--- Supplied information ---
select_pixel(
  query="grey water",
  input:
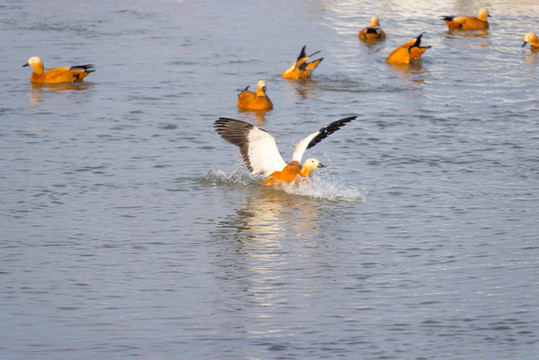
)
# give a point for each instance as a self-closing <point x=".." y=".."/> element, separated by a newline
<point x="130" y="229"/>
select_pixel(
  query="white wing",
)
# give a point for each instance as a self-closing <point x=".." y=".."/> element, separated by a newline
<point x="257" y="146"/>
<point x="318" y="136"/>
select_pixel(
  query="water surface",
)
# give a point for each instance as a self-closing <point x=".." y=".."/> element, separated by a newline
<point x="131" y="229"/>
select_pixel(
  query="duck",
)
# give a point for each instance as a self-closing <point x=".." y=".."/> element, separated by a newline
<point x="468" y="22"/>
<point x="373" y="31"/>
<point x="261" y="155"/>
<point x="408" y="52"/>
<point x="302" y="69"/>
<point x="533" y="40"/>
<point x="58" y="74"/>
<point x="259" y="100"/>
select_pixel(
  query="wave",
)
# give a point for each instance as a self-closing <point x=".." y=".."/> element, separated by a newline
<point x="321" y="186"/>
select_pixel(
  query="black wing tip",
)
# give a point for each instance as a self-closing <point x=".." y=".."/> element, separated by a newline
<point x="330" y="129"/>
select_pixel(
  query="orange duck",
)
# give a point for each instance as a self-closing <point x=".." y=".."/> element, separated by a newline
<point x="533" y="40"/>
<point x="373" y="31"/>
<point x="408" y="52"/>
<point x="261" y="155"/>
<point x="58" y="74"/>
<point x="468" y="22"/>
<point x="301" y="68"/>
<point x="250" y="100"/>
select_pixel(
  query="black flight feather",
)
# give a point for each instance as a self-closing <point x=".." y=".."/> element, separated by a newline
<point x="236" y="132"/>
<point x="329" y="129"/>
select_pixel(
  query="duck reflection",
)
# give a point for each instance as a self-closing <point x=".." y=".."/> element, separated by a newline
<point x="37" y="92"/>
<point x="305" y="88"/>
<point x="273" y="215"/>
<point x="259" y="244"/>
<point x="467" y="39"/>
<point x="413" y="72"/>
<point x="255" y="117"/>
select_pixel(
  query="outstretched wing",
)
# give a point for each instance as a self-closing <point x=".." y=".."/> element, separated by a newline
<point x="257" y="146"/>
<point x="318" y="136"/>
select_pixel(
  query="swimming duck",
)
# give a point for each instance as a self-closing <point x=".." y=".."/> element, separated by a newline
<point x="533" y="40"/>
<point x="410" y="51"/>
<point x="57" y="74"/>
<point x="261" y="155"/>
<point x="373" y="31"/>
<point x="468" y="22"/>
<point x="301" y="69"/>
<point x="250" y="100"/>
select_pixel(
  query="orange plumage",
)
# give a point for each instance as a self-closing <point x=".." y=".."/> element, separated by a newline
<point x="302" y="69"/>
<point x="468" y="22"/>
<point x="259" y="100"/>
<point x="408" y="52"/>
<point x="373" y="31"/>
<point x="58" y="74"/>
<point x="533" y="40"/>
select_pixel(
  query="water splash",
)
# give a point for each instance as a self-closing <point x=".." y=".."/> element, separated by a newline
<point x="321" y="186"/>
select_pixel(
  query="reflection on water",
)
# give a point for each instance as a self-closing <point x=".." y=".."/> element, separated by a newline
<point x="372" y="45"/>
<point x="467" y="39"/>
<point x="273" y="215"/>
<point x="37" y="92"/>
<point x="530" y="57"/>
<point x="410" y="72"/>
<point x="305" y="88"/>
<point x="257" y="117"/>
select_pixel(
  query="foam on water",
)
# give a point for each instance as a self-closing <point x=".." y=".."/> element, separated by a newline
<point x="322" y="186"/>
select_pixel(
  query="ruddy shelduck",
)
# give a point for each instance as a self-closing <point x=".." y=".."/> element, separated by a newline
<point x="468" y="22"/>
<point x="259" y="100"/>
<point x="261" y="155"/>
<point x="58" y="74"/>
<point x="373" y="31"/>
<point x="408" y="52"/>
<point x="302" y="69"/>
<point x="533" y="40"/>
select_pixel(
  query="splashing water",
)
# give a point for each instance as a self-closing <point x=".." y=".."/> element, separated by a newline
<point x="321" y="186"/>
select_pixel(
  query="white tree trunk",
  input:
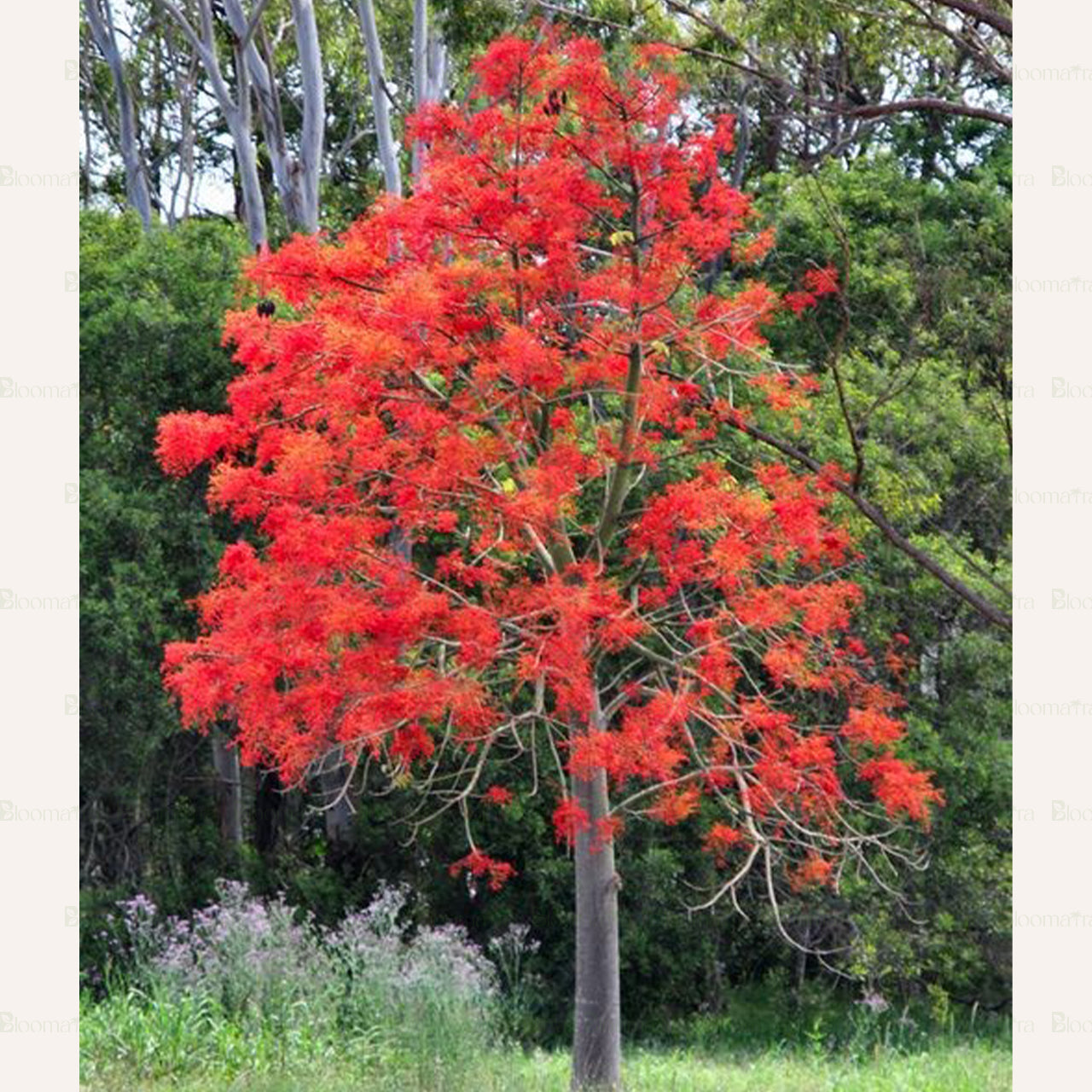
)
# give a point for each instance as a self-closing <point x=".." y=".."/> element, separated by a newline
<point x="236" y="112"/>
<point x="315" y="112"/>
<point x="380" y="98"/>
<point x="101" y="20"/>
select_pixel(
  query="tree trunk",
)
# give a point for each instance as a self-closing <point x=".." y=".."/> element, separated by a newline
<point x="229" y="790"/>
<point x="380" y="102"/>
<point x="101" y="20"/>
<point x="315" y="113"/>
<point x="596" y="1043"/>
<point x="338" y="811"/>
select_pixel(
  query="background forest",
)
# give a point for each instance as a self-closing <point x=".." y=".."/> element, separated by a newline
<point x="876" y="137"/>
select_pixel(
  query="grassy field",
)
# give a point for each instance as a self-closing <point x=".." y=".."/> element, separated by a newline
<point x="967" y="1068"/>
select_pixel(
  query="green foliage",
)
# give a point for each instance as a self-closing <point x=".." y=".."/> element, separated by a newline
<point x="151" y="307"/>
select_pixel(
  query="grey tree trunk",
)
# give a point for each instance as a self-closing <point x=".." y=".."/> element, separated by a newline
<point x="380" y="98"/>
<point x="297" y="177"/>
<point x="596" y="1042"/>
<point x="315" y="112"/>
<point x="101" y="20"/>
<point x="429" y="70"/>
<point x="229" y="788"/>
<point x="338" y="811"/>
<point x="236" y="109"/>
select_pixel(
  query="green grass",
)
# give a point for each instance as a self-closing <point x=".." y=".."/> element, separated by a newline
...
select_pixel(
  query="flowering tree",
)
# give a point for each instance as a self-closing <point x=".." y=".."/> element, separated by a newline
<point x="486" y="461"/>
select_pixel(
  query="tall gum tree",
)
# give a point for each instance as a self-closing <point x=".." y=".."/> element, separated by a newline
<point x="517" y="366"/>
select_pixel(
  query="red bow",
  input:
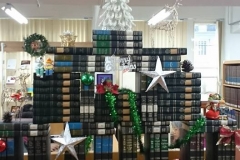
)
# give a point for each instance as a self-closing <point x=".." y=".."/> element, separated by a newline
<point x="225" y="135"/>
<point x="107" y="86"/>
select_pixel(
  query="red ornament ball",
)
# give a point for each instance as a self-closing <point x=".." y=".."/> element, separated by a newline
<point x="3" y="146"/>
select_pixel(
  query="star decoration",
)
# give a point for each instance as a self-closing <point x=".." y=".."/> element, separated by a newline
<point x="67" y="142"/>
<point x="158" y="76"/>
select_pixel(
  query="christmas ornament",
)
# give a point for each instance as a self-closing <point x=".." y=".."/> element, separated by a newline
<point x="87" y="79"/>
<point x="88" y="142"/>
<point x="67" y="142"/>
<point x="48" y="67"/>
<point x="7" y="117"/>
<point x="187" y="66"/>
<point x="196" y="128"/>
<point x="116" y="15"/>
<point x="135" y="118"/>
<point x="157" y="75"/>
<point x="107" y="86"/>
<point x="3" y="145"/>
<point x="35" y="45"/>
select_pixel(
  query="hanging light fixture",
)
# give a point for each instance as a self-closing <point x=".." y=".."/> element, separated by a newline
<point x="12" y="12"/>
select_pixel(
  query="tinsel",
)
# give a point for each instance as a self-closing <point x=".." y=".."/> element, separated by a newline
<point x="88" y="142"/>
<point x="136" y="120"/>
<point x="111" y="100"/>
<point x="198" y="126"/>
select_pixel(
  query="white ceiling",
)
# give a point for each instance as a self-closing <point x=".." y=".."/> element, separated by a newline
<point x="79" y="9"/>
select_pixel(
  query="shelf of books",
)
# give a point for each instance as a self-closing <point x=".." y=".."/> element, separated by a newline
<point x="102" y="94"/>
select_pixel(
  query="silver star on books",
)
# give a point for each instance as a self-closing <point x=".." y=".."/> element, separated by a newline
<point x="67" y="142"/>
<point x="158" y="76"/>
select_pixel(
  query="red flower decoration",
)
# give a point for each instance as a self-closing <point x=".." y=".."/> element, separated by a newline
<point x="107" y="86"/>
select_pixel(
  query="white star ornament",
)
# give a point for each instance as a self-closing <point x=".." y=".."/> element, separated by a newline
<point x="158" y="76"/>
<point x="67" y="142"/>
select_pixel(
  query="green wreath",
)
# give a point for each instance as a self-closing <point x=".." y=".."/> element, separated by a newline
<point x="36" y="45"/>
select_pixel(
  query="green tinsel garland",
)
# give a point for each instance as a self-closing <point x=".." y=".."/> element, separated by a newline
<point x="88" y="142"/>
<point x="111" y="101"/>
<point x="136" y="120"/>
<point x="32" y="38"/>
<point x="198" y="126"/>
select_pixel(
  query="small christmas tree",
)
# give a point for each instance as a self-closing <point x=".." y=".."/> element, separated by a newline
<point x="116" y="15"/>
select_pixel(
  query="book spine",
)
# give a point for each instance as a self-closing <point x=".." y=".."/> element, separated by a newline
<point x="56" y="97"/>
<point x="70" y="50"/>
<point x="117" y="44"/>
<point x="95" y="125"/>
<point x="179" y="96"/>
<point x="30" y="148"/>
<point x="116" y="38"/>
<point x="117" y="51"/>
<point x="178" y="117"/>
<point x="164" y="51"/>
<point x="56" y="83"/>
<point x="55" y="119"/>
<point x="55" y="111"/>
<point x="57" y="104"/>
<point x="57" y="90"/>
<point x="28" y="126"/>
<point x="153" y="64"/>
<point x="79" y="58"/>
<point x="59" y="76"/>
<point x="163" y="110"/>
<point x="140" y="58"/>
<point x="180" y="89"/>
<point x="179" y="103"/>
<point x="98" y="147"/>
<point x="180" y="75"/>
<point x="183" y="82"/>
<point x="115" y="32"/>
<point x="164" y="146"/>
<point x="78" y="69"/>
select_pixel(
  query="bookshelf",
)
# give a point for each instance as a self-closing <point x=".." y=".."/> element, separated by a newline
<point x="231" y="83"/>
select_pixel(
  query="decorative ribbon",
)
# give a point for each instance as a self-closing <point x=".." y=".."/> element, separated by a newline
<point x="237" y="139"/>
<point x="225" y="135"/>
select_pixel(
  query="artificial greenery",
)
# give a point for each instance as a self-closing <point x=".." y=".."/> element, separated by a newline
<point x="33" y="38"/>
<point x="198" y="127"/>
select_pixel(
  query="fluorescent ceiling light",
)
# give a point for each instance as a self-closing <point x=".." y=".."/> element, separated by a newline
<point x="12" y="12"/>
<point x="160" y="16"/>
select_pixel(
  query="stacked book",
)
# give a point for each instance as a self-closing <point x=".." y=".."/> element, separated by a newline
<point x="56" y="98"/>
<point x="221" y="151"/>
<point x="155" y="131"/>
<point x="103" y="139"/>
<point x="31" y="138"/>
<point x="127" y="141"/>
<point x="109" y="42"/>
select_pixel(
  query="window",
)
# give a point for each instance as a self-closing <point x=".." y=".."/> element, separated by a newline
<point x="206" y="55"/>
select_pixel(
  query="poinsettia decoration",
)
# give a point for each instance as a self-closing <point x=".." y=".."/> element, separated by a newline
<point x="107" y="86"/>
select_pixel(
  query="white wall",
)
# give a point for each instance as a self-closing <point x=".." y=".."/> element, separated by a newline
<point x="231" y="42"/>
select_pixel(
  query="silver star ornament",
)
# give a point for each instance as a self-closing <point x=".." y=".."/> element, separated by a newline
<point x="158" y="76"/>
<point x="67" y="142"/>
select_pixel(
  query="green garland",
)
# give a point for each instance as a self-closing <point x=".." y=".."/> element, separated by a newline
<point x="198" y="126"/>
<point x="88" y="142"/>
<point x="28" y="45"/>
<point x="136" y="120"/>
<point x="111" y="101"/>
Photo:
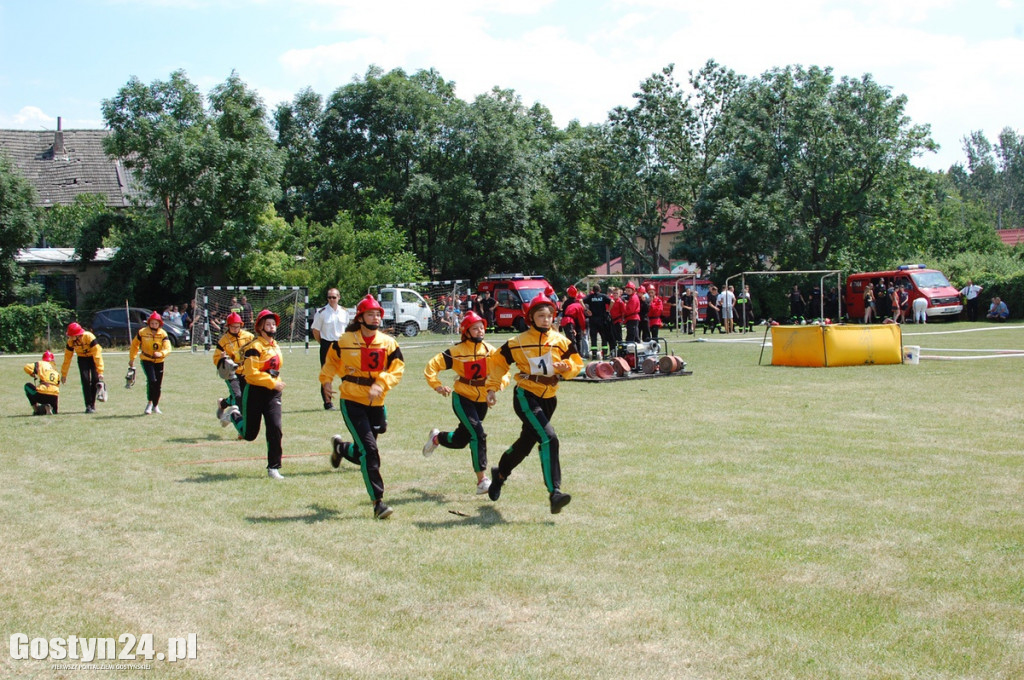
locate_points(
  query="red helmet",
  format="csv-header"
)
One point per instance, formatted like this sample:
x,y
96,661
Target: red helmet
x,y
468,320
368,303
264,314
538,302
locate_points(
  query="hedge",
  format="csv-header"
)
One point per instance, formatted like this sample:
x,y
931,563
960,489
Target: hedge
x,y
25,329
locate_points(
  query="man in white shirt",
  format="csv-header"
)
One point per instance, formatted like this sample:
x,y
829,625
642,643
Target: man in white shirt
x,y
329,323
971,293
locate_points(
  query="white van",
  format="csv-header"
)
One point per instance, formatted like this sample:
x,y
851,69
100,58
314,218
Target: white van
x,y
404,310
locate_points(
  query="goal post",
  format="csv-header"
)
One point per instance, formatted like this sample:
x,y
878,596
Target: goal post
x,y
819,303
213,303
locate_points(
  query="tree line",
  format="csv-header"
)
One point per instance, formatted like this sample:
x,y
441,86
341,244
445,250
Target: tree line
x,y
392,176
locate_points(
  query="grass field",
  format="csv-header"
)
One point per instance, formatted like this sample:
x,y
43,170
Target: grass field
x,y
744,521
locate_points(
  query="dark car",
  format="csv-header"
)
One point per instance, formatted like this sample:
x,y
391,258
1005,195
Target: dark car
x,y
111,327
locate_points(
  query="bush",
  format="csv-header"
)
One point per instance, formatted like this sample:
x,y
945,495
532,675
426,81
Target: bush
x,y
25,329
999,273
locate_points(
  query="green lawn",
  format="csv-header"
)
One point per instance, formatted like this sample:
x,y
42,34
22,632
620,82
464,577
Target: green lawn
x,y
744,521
* * *
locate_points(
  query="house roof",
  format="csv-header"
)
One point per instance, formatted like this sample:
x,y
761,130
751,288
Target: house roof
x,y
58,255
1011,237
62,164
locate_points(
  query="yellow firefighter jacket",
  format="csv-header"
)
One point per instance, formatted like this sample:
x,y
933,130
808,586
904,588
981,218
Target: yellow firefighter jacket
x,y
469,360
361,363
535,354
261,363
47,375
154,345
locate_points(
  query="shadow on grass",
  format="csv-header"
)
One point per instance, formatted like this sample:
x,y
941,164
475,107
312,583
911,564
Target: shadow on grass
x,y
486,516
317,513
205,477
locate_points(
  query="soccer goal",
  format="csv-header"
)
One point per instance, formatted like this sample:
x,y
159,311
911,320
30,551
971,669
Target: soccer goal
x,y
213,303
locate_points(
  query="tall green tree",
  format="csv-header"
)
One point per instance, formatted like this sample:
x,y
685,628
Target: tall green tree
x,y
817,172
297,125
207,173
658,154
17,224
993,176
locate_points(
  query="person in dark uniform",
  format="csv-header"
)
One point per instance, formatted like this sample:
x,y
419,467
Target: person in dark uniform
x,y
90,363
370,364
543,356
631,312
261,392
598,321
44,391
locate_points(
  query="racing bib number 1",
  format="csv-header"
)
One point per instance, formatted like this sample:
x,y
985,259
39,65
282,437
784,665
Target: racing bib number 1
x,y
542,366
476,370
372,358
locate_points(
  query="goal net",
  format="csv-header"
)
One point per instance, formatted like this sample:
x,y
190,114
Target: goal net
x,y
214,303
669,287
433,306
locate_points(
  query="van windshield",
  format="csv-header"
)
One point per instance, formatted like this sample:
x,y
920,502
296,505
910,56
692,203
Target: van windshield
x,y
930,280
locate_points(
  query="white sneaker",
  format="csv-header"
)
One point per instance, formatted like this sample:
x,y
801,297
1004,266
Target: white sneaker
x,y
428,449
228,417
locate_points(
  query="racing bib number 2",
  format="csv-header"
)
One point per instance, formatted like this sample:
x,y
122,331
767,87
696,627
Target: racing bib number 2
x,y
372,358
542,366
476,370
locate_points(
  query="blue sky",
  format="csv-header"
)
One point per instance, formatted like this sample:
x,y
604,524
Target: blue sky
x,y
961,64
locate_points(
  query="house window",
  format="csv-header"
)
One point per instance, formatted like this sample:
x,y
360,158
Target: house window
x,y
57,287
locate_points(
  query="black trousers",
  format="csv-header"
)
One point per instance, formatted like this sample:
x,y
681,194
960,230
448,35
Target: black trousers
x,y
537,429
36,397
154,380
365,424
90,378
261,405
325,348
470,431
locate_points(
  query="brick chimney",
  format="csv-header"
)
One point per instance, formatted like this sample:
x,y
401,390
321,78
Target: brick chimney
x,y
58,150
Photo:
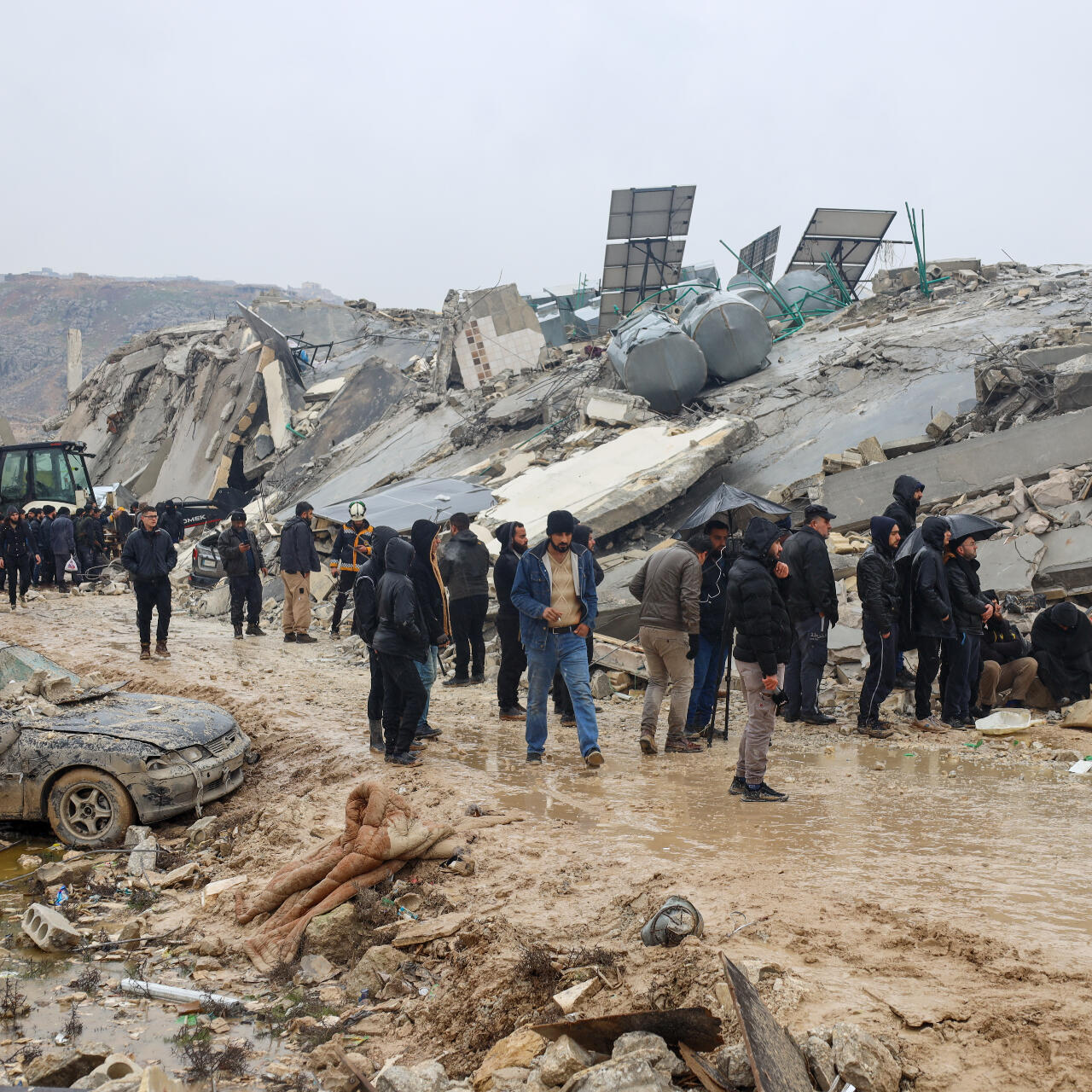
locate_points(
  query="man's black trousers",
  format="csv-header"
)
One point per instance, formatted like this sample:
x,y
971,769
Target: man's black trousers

--- Try it ---
When the word "tinsel" turns up on a line of the material above, copy that line.

--- Exercise solution ---
  query="tinsel",
  query="green tinsel garland",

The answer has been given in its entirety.